What to produce – An exact copy of all the data below is needed.

Input data –
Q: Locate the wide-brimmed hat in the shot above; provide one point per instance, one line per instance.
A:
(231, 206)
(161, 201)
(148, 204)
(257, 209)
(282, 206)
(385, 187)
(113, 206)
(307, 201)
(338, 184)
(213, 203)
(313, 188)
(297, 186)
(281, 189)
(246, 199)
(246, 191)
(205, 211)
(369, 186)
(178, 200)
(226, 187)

Task result –
Q: Locate the wide-brimmed hat in the shot above; provide one point per instance, one line per instance.
A:
(231, 206)
(161, 201)
(148, 204)
(257, 209)
(282, 206)
(385, 187)
(113, 206)
(307, 201)
(338, 184)
(213, 203)
(313, 188)
(297, 186)
(281, 189)
(246, 199)
(246, 191)
(205, 211)
(369, 186)
(178, 200)
(226, 187)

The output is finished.